▸ Text excerpt
Start of Block
October 26, 2021

Students feeling stressed

Colin Spencer/staff reporter

Melissa Brown, the school psychologist at Homer Junior High School, works in her office Tuesday. While students across America have reported more stress during the COVID-19 pandemic, greater Cortland area students have shown mixed results, depending on how their districts operate.

When schools like Homer Junior High School started using remote learning last year as the pandemic took a hold of the country, students were required to become more independent, said school psychologist Melissa Brown.

That “added a level of stress they (junior high students) haven’t really had before,” she said Tuesday.

As many students have switched to online learning and lost personal connections, student stress has increased nationwide, according to news media reports.

In a poll of 10,000 U.S. high school students by NBC News and Challenge Success, 56% of students said they dealt with more stress during the pandemic. Further, “84% of remote students reported exhaustion, headaches, insomnia or other stress-related ailments, compared to 82% of students who were in the classroom on some days and 78% of students who were in the classroom full time,” the poll found.

The results in Cortland County, though, have been mixed.

At Homer Junior High School, Brown said that having a hybrid style of learning — where some students are in class some days of the week and others on the alternate days of the week — has created mixed results.

When the school originally went remote, she said she thought all students would become more stressed and their school work would suffer.

“But having that virtual option has helped in some cases” in allowing for students to adapt to learning in more fluid ways, she said.

For the students who are more stressed, Brown said it is in part from students not having faced anything like the pandemic before.
End of Block
▸ Information given
Start of Block
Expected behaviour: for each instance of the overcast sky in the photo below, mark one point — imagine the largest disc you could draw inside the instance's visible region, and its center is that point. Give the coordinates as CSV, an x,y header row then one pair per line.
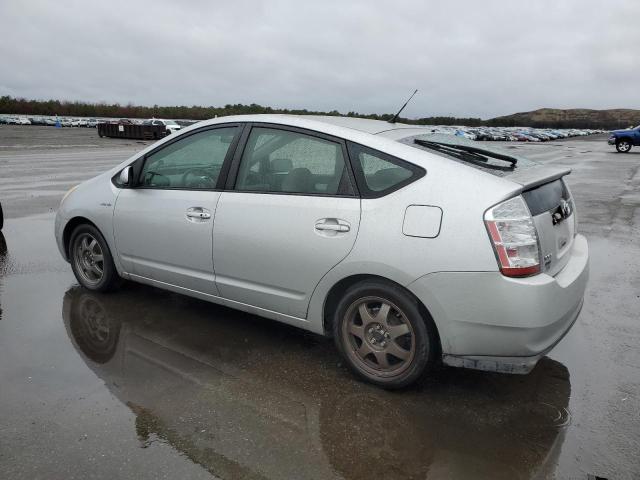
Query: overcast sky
x,y
467,58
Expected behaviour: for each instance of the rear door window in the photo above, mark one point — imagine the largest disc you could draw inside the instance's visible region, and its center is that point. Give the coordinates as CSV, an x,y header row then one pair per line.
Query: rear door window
x,y
378,173
283,161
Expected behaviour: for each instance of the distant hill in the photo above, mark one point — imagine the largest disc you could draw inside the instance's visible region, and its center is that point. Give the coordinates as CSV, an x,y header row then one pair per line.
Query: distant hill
x,y
571,118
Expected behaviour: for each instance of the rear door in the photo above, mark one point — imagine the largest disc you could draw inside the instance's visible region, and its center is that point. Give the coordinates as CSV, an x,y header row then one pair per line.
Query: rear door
x,y
292,215
163,226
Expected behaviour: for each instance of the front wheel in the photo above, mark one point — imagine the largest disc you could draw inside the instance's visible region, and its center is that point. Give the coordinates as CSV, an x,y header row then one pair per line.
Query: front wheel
x,y
381,333
623,146
91,260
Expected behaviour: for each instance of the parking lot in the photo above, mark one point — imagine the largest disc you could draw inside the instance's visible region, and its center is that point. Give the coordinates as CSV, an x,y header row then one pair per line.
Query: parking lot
End of Block
▸ What this task involves
According to the student stress article, why did the switch to remote learning add stress for junior high students? The listing has nothing to do with the article.

▸ Exercise response
Remote learning required students to become more independent. The school psychologist said this added a level of stress the junior high students had not really had before.